▸ **Work to complete**: Rewrite the material from its first line through the line containing "[316,338,399,427]", swapping every "Result" for "Output" and leaving everything else the same. Give back only those lines.

## START The input

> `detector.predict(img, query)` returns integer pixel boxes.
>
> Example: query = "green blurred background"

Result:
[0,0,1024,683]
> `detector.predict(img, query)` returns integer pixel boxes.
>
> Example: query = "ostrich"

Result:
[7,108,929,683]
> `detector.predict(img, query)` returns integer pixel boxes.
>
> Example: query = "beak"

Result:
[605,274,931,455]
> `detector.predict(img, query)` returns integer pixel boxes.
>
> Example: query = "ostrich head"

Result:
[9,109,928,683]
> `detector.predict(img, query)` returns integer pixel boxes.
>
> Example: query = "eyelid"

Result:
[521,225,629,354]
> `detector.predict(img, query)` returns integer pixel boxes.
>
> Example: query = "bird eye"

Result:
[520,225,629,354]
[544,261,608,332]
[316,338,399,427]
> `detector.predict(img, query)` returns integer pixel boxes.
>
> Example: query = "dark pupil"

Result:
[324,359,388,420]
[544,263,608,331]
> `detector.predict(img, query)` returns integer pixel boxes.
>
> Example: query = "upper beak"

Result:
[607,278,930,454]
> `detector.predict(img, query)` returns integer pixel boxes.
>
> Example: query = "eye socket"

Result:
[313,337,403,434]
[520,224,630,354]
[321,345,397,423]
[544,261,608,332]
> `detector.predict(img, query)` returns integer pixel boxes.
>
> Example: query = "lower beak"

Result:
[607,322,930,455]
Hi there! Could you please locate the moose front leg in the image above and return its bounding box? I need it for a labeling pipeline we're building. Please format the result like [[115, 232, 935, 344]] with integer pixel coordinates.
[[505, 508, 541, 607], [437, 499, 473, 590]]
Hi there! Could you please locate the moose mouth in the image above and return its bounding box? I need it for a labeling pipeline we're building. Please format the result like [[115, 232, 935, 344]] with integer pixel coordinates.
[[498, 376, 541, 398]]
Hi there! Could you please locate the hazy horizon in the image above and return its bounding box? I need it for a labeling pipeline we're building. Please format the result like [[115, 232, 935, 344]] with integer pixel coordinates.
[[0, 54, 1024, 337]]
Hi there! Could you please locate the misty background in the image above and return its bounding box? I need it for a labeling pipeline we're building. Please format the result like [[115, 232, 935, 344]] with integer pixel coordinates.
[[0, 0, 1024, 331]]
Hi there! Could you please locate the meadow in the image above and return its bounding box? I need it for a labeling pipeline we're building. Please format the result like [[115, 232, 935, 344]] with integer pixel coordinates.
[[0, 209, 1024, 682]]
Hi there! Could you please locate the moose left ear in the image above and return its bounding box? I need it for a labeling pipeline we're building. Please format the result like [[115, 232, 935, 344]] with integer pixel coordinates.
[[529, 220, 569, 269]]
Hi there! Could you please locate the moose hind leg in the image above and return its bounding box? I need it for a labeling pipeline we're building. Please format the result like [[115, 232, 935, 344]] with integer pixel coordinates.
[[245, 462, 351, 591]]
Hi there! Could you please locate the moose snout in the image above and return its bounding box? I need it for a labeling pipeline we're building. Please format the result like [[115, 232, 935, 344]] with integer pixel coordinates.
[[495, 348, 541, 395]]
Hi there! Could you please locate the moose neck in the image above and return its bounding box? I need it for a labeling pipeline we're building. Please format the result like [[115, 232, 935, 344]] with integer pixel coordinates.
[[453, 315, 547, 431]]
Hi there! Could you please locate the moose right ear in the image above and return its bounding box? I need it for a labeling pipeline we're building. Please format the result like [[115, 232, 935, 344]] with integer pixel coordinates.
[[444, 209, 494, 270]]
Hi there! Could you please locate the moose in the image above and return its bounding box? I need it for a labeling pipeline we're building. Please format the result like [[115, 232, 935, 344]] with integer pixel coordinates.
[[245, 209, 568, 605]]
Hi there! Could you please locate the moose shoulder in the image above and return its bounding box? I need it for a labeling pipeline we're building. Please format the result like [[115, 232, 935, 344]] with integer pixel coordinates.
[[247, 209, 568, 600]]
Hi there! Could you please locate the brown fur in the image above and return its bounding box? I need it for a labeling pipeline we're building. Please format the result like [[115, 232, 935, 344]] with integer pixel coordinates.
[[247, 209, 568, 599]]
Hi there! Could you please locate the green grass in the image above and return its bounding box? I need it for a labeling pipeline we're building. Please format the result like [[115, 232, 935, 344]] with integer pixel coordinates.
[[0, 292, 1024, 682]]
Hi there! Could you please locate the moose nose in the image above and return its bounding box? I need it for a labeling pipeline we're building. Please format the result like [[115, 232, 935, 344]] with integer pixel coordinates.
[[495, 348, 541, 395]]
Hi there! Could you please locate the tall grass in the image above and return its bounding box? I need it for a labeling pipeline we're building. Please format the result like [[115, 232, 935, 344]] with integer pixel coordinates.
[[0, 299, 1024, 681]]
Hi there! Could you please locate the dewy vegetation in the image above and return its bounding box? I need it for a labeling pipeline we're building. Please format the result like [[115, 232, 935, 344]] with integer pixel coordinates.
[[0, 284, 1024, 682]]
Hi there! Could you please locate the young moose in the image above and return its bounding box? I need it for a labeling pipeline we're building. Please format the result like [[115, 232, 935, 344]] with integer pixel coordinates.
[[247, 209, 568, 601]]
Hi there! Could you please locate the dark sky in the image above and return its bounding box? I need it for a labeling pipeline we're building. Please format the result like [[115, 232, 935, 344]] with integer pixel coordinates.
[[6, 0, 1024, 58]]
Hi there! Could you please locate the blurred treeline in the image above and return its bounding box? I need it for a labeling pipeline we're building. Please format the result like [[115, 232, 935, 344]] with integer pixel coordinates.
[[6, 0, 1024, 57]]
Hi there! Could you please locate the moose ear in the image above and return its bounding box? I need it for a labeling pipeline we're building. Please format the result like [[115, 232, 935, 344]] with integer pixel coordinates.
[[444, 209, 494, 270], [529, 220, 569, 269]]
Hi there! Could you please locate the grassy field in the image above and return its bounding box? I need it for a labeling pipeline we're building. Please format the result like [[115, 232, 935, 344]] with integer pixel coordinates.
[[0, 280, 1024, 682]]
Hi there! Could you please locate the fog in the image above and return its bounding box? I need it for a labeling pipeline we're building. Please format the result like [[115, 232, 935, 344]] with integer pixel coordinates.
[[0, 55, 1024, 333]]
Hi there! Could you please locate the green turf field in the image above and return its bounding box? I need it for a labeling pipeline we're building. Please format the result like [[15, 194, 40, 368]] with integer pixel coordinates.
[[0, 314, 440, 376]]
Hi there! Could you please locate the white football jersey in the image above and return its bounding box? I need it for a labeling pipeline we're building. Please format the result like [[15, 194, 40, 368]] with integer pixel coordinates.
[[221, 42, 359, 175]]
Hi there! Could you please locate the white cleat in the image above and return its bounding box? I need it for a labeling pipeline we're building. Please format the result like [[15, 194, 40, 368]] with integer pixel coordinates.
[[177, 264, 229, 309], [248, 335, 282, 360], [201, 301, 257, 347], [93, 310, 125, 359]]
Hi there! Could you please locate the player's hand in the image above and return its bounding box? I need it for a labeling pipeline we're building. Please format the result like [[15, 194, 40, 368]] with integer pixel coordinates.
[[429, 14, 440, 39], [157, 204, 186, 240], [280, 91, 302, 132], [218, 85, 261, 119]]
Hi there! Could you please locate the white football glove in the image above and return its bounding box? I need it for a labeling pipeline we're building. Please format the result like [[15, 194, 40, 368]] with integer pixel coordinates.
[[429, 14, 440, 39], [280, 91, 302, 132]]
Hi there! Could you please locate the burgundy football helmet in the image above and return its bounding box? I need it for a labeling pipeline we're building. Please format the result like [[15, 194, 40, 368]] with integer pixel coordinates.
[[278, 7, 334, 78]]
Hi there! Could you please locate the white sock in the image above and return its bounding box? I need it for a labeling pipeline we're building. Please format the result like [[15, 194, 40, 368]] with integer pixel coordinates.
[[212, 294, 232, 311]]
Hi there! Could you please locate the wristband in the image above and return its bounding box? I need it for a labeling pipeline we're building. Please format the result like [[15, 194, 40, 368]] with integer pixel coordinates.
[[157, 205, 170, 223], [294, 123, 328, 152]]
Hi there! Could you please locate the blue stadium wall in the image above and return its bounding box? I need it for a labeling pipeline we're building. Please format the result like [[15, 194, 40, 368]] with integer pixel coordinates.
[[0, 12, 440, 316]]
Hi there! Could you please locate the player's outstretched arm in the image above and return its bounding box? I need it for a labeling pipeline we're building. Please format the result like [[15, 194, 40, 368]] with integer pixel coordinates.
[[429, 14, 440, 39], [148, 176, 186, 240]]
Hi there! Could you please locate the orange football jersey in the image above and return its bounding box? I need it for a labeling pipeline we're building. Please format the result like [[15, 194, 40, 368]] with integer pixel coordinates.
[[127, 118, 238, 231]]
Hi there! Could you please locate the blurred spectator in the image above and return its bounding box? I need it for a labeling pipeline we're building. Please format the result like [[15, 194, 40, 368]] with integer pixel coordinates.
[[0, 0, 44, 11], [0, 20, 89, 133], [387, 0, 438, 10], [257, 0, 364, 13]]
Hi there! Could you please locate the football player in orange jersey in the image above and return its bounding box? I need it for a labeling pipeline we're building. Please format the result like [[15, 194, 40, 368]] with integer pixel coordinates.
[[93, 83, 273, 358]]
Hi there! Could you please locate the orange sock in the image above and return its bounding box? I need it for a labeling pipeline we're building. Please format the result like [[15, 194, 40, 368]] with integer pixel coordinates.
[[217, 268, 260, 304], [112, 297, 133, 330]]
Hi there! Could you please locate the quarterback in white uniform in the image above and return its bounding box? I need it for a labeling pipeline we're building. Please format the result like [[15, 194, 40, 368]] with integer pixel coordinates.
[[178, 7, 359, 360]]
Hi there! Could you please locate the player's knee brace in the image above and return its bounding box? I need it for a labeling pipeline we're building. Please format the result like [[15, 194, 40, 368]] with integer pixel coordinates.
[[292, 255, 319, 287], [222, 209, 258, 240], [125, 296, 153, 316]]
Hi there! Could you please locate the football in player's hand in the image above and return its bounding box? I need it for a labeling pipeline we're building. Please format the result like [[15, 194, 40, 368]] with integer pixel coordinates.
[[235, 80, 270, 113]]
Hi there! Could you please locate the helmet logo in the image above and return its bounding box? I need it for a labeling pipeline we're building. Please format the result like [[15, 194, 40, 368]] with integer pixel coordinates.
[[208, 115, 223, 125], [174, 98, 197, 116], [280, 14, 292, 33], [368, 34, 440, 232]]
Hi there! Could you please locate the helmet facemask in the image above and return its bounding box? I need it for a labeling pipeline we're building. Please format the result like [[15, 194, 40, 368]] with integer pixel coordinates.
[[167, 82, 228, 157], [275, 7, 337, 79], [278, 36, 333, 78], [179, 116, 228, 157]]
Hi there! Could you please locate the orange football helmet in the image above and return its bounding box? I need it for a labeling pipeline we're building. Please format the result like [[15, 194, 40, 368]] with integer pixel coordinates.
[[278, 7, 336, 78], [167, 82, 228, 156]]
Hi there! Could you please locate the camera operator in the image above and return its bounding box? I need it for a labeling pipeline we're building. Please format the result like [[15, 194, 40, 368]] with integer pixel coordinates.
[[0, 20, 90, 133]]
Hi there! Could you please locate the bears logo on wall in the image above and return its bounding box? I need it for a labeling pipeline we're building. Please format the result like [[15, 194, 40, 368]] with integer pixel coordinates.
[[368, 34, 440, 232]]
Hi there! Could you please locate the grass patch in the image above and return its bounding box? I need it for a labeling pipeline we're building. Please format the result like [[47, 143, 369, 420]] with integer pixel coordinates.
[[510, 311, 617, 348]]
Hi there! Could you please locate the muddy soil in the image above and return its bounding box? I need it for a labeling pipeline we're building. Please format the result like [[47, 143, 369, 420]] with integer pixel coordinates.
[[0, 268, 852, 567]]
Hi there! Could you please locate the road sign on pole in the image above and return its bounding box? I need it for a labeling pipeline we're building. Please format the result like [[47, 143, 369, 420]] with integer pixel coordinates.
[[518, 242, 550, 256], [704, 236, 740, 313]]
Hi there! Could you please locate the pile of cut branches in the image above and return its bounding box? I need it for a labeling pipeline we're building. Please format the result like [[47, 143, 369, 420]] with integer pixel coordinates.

## END The input

▸ **Output below**:
> `detector.predict(img, query)` returns integer pixel boxes.
>
> Example: query = "green blurred background"

Output:
[0,0,1024,683]
> `detector.predict(img, query)` returns integer pixel boxes.
>
> Example: query = "ostrich"

Output:
[7,108,929,683]
> `detector.predict(img, query)` returns integer pixel boxes.
>
> Example: query = "beak"

Output:
[605,274,931,455]
> `detector.predict(img, query)` returns integer pixel boxes.
>
> Example: query = "ostrich head"

Output:
[9,109,928,683]
> `detector.predict(img, query)` returns integer pixel boxes.
>
> Example: query = "eyelid"

Output:
[521,225,629,354]
> `detector.predict(img, query)` returns integer pixel boxes.
>
> Example: query = "bird eye"

Output:
[520,225,629,354]
[544,261,608,332]
[316,338,399,427]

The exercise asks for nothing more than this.